[RECORDS PROVIDED start]

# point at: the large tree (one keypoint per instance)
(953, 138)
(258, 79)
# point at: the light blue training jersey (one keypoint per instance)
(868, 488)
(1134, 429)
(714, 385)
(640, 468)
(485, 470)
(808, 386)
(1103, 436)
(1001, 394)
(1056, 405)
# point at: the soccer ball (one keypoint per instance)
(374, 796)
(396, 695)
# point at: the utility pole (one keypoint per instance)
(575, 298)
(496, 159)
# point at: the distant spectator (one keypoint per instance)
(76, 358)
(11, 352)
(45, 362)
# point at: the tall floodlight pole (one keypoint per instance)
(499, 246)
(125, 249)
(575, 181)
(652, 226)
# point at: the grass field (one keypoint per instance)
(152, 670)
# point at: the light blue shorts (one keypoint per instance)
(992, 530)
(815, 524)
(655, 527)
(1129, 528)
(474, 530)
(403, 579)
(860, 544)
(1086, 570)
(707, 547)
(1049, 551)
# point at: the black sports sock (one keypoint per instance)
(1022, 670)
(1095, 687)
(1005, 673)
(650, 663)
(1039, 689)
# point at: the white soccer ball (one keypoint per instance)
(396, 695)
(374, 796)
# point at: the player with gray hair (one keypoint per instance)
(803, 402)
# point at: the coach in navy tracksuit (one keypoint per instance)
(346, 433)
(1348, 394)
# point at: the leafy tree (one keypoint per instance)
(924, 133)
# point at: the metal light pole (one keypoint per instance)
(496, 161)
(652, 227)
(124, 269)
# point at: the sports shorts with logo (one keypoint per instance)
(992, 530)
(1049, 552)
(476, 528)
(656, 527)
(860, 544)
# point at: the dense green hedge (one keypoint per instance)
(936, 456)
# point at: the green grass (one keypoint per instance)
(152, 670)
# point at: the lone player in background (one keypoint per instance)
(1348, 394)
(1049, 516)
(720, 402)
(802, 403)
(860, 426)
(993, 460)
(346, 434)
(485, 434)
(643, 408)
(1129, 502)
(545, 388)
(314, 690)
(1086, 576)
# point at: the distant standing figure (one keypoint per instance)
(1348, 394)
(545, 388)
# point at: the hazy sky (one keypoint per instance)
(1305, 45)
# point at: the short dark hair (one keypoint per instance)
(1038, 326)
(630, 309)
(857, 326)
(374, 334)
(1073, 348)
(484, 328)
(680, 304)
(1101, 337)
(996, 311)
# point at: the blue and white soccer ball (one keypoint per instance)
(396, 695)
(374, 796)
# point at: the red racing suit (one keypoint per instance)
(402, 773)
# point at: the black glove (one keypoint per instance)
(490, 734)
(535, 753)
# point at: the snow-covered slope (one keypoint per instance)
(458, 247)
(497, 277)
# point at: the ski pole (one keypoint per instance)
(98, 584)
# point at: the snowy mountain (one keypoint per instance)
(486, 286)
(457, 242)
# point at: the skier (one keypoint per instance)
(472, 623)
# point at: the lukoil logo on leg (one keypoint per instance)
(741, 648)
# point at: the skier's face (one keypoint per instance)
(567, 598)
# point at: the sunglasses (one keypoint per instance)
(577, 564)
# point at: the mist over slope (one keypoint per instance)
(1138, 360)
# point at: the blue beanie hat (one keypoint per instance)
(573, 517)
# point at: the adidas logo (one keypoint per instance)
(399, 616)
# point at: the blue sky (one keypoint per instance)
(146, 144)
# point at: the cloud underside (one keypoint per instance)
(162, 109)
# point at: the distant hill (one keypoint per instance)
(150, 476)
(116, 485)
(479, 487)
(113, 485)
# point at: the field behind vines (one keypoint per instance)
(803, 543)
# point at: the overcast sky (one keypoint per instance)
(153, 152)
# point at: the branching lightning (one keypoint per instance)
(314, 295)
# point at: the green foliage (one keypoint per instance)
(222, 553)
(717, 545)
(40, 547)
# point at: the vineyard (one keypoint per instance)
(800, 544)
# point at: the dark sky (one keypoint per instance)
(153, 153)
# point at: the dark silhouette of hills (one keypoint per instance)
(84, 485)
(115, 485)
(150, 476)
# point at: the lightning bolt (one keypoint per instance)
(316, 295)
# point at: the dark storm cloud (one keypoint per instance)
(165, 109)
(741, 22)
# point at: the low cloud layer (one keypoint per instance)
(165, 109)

[RECORDS PROVIDED end]

REQUIREMENT
Rewrite all the items above as a numbered list, one line per number, and drop any blank lines.

FULL ANSWER
1. # point at: the large tree (one keypoint per instance)
2. (953, 138)
3. (258, 79)
4. # point at: the light blue training jersey (one keypoint per instance)
5. (868, 488)
6. (1134, 429)
7. (714, 385)
8. (640, 468)
9. (485, 470)
10. (808, 386)
11. (1103, 436)
12. (1001, 394)
13. (1056, 405)
14. # point at: the soccer ball (one keypoint per instance)
15. (374, 796)
16. (396, 695)
17. # point at: the utility pole (one keypoint per instance)
18. (575, 298)
19. (496, 159)
20. # point at: the distant spectator (one keypoint per instance)
21. (76, 358)
22. (11, 352)
23. (45, 362)
24. # point at: the tall floodlight pole (one keypoint per instance)
25. (499, 246)
26. (125, 249)
27. (575, 181)
28. (652, 226)
29. # point at: the grass field (one keypoint per instance)
30. (152, 670)
31. # point at: the light blue shorts (one keypoint per instance)
32. (992, 530)
33. (815, 524)
34. (655, 527)
35. (1129, 528)
36. (474, 530)
37. (403, 579)
38. (860, 544)
39. (1086, 570)
40. (707, 547)
41. (1049, 551)
42. # point at: the black sports sock (one keypoint per instance)
43. (1022, 670)
44. (1095, 687)
45. (1005, 673)
46. (650, 663)
47. (1039, 689)
48. # point at: the white soccer ball (one keypoint per instance)
49. (396, 695)
50. (374, 796)
51. # point at: the player with gray hair (one keypoint per instance)
52. (803, 402)
53. # point at: the coach in navy tracksuit (one keypoint per instance)
54. (346, 433)
55. (1348, 394)
56. # point at: the leafy tree (one keypoint per instance)
57. (924, 133)
58. # point at: the metal light pole (one keypoint per instance)
59. (496, 161)
60. (652, 227)
61. (124, 269)
62. # point at: the sports shorts with logo (one keypoint per instance)
63. (992, 530)
64. (1049, 552)
65. (476, 528)
66. (656, 527)
67. (860, 544)
68. # point at: the dense green hedge (one keypoint per instance)
69. (936, 456)
70. # point at: the green grass (one keypoint per instance)
71. (152, 670)
72. # point at: the lone player in background (one keypoint per instance)
73. (1348, 394)
74. (1049, 516)
75. (720, 402)
76. (802, 403)
77. (860, 426)
78. (993, 460)
79. (346, 434)
80. (485, 434)
81. (643, 408)
82. (1129, 502)
83. (545, 388)
84. (314, 690)
85. (1086, 576)
86. # point at: the distant standing figure (one keypoint per instance)
87. (1348, 394)
88. (545, 388)
89. # point at: the hazy sky (one keypoint per instance)
90. (1305, 45)
91. # point at: the short dark hair (one keypoint per instance)
92. (1038, 326)
93. (630, 309)
94. (857, 326)
95. (374, 334)
96. (1073, 348)
97. (484, 328)
98. (680, 304)
99. (1101, 337)
100. (996, 311)
101. # point at: the blue and white soccer ball (one keypoint per instance)
102. (396, 695)
103. (374, 796)
104. # point at: the red racing suit (one keypoint per instance)
105. (402, 773)
106. # point at: the black glove (one keypoint per instance)
107. (490, 734)
108. (535, 753)
109. # point at: the snow-covered slope (one keypoint per instance)
110. (458, 247)
111. (497, 277)
112. # point at: the ski pole (one keypoint per instance)
113. (98, 584)
114. # point at: the snowy mountain (one keypoint per instance)
115. (486, 286)
116. (457, 242)
117. # point at: the skier (one keypoint per instance)
118. (472, 623)
119. # point at: the lukoil logo on leg (one keypoint per instance)
120. (741, 648)
121. # point at: the skier's face (one keypoint per instance)
122. (567, 598)
123. # point at: the sunglasses (one keypoint per instance)
124. (577, 564)
125. # point at: the mist over slope (one keypoint per instance)
126. (1138, 360)
127. # point at: the blue beanie hat (one keypoint per instance)
128. (573, 517)
129. # point at: the adidas logo (one keypoint per instance)
130. (399, 616)
131. # point at: the blue sky (one keypoint per instance)
132. (146, 144)
133. # point at: the cloud underside (one keypoint per instance)
134. (162, 109)
135. # point at: the distant hill (one keypoint per instance)
136. (150, 476)
137. (116, 485)
138. (479, 487)
139. (113, 485)
140. # point at: the field behind vines (one keypoint per instance)
141. (803, 543)
142. # point at: the overcast sky (one keypoint per instance)
143. (153, 152)
144. # point at: the branching lightning (one keypoint per instance)
145. (314, 295)
146. # point at: the green foliage (one keypoint per instance)
147. (222, 553)
148. (717, 545)
149. (40, 547)
150. # point at: the vineyard (one keypoint per instance)
151. (800, 544)
152. # point at: the dark sky (one keypoint per instance)
153. (153, 153)
154. # point at: the dark silhouette of hills (one keypoint per instance)
155. (84, 485)
156. (115, 485)
157. (150, 476)
158. # point at: the lightning bolt (one keypoint per instance)
159. (316, 295)
160. # point at: the dark storm cloud (one keypoint per instance)
161. (165, 109)
162. (741, 22)
163. # point at: the low cloud layer (one keypoint per instance)
164. (165, 109)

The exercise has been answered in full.